- **RECORDED DATA**:
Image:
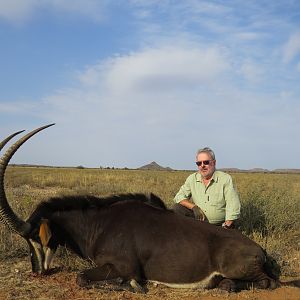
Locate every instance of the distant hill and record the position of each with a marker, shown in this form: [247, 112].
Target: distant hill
[154, 166]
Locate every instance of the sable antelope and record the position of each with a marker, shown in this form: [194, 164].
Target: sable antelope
[136, 238]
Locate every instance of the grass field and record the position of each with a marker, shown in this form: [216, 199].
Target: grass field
[270, 204]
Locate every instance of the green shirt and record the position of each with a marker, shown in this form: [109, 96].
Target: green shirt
[219, 200]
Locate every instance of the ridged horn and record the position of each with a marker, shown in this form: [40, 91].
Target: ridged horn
[5, 141]
[7, 215]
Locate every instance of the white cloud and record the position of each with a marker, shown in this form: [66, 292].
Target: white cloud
[292, 48]
[252, 72]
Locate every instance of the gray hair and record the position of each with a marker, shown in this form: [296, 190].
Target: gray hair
[208, 151]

- **TASK PROMPT**: Reproduce the listing above with every "sable antelope" renamed to "roan antelope" and everything else left as is. Omit the pictures from your copy.

- **RESULT OF THE TASK**:
Image:
Locate every instance of the distant hill and record the position of each with a marker, shown in this form: [247, 112].
Target: distant hill
[154, 166]
Locate every instance of the roan antelope and record the position of each with a marker, shown in this form: [194, 164].
Target: roan antelope
[136, 238]
Locate every instance of the grass field and record the position of each with a marker, shown in this form: [216, 199].
Target: grass field
[270, 204]
Locate every instance of the green shirt and record the position of each with a marker, shown in this form: [109, 96].
Target: green shirt
[219, 200]
Locate every instance of the ridged horn and record the position of each with a marker, shown in this form: [40, 91].
Target: ridged horn
[5, 141]
[7, 215]
Locate every instance of the white cloud and record the position of each with a marker, shown in this form: [66, 292].
Target: white cloud
[292, 48]
[252, 72]
Locate every instance of the gray hair and record the position of each with a marker, shown in this form: [296, 190].
Target: gray hair
[208, 151]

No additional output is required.